DIRECTION 1: Translate this sentence from the forum thread about salting fish into Spanish: "I use salt to help keep bugs and flies out of the cooler or ice chest, and to hold the meat over long enough for me to be able to get it properly taken care of."

---- EXCERPT PROVIDED

Smoking - Thank you!


dcecil - Thank you!


SonnyE - I never really thought of it as brining. I just added salt to the water, and kept it iced down to keep the fish from spoiling. With 100 degree temperatures during the Hoy sunny days and 80+ degrees at night, I did not want to give the meat a chance to spoil, and have to throw it away. I really hate to waste food, and if I cannot take care of properly, in the case of these gar, I would rather turn them loose to fight another day, than to have to toss them...

Carp and catfish?!?!  I do them the same way if it is hot outside and I do not have room in the refrigerator for them. I use salt to help keep bugs and flies out of the cooler or ice chest, and to hold the meat over long enough for me to be able to get it properly taken care of. When I do get ready to finish cleaning the fish, I make sure I get all of the salt rinsed off good, and usually have it soaking in clean cold water while I am filleting the other dish...

--------

DIRECTION 2: Format the lines of the rows below as a Markdown table with the columns Row and Line. Start with the line that contains "Where can the man's hand" and go on through the line that contains "point(383, 461)", numbering each line and skipping blank lines.

---- RECORDS FOR THE TASK

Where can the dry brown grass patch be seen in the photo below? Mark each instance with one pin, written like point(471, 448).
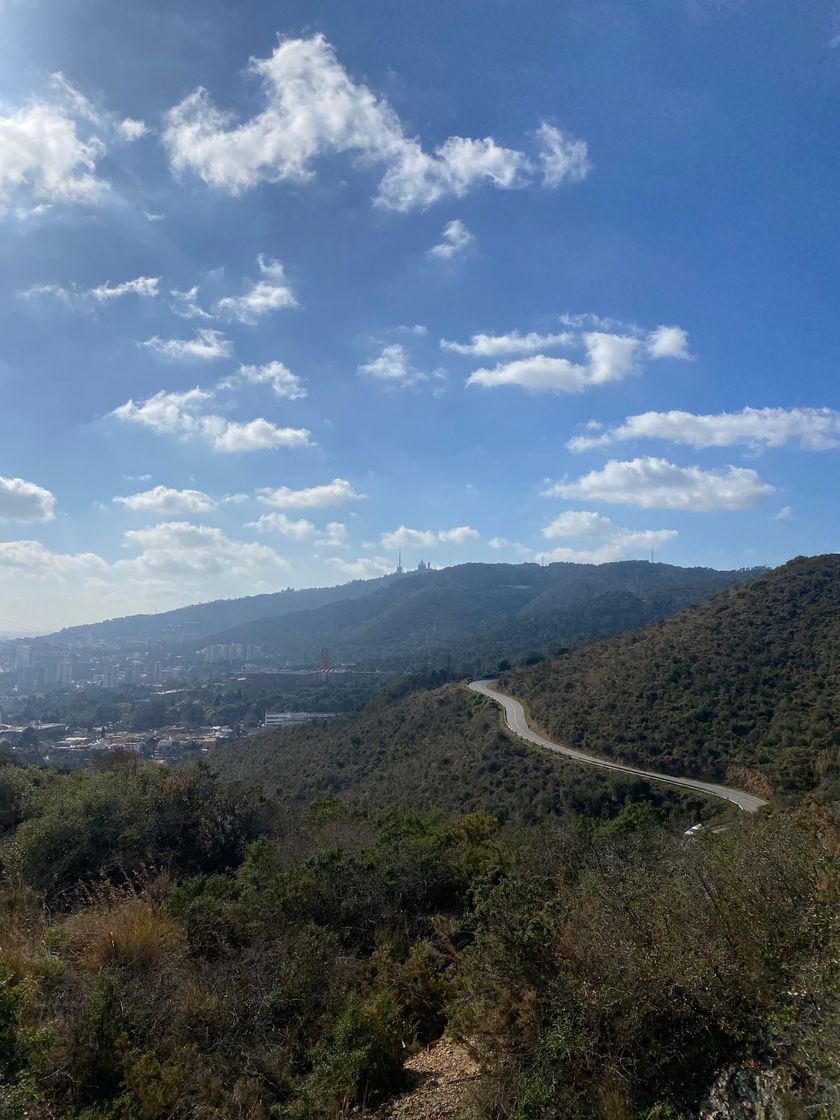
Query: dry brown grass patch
point(131, 933)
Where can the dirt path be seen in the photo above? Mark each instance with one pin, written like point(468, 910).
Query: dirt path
point(446, 1079)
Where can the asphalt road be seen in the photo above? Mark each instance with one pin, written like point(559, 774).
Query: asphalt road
point(515, 719)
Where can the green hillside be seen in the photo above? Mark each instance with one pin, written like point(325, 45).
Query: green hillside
point(748, 679)
point(441, 750)
point(203, 618)
point(474, 615)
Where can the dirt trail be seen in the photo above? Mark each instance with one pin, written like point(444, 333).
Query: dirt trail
point(445, 1079)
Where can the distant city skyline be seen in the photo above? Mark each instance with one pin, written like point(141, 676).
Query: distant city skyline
point(287, 294)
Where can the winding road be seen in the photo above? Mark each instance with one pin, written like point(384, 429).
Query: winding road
point(515, 719)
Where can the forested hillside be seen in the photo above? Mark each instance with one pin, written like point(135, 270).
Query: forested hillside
point(204, 618)
point(748, 679)
point(474, 615)
point(437, 750)
point(178, 949)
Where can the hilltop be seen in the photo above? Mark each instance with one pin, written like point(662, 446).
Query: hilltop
point(745, 683)
point(203, 618)
point(474, 615)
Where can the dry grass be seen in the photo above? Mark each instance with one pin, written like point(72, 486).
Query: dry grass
point(128, 932)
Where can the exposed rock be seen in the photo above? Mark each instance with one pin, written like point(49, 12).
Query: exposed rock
point(749, 1094)
point(446, 1079)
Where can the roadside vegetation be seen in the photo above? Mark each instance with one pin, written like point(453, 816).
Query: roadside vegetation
point(175, 946)
point(744, 687)
point(439, 749)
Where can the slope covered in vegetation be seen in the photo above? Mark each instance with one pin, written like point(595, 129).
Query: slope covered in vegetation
point(174, 949)
point(441, 749)
point(749, 679)
point(473, 615)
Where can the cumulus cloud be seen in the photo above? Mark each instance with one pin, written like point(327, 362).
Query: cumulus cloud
point(25, 502)
point(131, 129)
point(612, 353)
point(147, 287)
point(812, 429)
point(394, 369)
point(206, 346)
point(669, 342)
point(314, 109)
point(609, 357)
point(300, 530)
point(455, 239)
point(33, 559)
point(562, 158)
point(364, 568)
point(423, 538)
point(44, 159)
point(335, 493)
point(183, 416)
point(168, 501)
point(182, 548)
point(605, 542)
point(270, 294)
point(334, 535)
point(50, 149)
point(281, 381)
point(658, 484)
point(186, 306)
point(514, 342)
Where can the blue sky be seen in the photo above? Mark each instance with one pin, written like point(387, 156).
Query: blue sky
point(493, 281)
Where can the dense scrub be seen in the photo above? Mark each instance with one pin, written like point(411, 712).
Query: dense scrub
point(472, 616)
point(175, 948)
point(749, 678)
point(442, 749)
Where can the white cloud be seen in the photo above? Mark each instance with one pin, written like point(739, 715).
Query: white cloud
point(364, 568)
point(25, 502)
point(33, 559)
point(334, 535)
point(183, 416)
point(607, 542)
point(182, 548)
point(131, 129)
point(185, 304)
point(279, 378)
point(609, 357)
point(659, 484)
point(45, 160)
point(146, 287)
point(512, 343)
point(271, 294)
point(455, 239)
point(314, 109)
point(335, 493)
point(458, 535)
point(168, 501)
point(206, 346)
point(669, 342)
point(813, 429)
point(74, 297)
point(279, 523)
point(423, 538)
point(563, 158)
point(394, 367)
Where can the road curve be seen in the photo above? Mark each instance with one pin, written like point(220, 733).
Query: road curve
point(515, 719)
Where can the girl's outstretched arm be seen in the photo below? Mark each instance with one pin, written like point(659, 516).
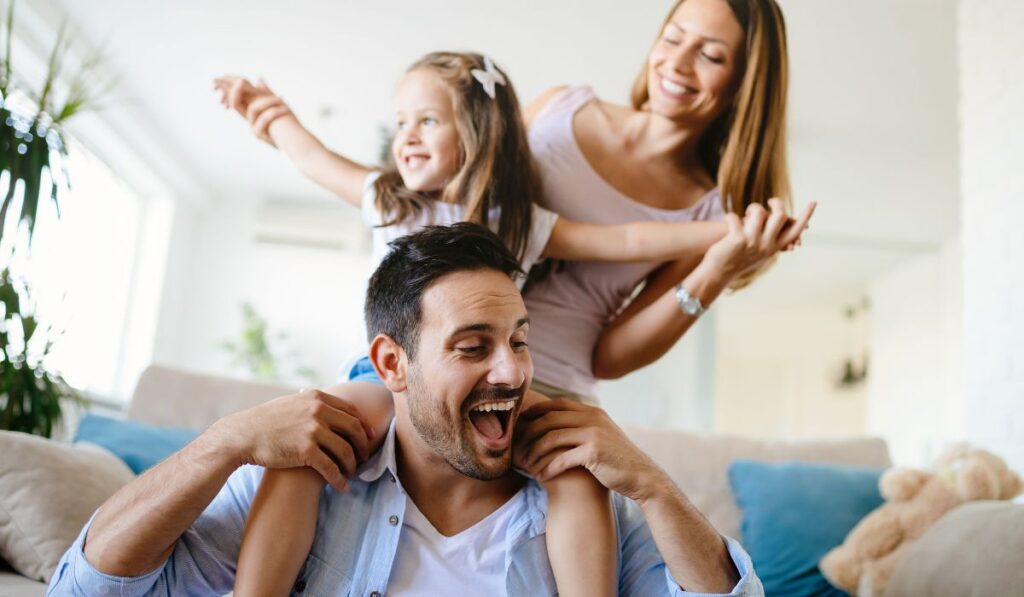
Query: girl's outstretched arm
point(272, 121)
point(282, 521)
point(642, 241)
point(583, 547)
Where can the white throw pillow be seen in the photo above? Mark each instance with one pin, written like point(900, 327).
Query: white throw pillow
point(47, 493)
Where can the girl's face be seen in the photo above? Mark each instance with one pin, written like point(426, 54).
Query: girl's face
point(692, 69)
point(426, 146)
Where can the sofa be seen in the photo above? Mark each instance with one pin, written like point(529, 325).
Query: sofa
point(697, 462)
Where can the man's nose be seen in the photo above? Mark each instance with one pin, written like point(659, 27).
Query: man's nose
point(507, 369)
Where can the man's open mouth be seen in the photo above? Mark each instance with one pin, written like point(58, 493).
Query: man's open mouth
point(492, 421)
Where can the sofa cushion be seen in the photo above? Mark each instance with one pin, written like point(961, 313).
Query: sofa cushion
point(794, 513)
point(975, 549)
point(697, 463)
point(47, 493)
point(138, 444)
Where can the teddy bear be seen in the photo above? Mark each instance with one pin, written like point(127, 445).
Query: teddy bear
point(914, 500)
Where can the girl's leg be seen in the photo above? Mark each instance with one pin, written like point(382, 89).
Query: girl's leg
point(282, 521)
point(583, 547)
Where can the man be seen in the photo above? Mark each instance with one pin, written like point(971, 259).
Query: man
point(449, 338)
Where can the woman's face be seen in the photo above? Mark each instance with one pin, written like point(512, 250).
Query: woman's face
point(693, 68)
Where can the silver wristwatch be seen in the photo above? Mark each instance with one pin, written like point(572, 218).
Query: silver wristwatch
point(687, 302)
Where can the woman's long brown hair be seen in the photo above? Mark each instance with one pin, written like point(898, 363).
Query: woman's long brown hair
point(497, 167)
point(744, 148)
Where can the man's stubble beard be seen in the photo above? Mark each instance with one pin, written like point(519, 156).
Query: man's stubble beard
point(453, 440)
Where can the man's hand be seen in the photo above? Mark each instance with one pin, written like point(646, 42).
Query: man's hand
point(308, 429)
point(558, 435)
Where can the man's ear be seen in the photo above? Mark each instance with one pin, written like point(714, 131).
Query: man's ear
point(390, 363)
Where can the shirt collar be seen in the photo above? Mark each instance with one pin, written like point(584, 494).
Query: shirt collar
point(383, 461)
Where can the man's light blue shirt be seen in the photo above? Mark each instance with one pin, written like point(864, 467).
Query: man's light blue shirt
point(356, 541)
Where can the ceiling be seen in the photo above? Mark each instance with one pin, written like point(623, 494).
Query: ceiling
point(873, 95)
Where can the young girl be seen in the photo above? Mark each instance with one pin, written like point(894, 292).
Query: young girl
point(460, 154)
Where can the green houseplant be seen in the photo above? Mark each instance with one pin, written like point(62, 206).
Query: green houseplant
point(32, 156)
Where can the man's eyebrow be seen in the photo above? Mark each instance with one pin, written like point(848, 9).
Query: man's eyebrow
point(704, 37)
point(486, 328)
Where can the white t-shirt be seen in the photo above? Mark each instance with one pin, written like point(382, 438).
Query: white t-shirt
point(443, 214)
point(472, 562)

--------

COMPLETE RESPONSE 1: Uso sal para ayudar a mantener los insectos y las moscas fuera de la nevera portátil o la hielera, y para conservar la carne el tiempo suficiente como para poder ocuparme de ella adecuadamente.

COMPLETE RESPONSE 2:
| Row | Line |
|---|---|
| 1 | Where can the man's hand be seen in the photo above? Mark each instance with one pin, written like point(646, 42). |
| 2 | Query: man's hand |
| 3 | point(308, 429) |
| 4 | point(558, 435) |
| 5 | Where can the man's ear be seen in the photo above? Mark each instance with one pin, written like point(714, 131). |
| 6 | Query: man's ear |
| 7 | point(390, 363) |
| 8 | Where can the shirt collar be seen in the photo above? Mark each instance with one pin, written like point(584, 494). |
| 9 | Query: shirt collar |
| 10 | point(383, 461) |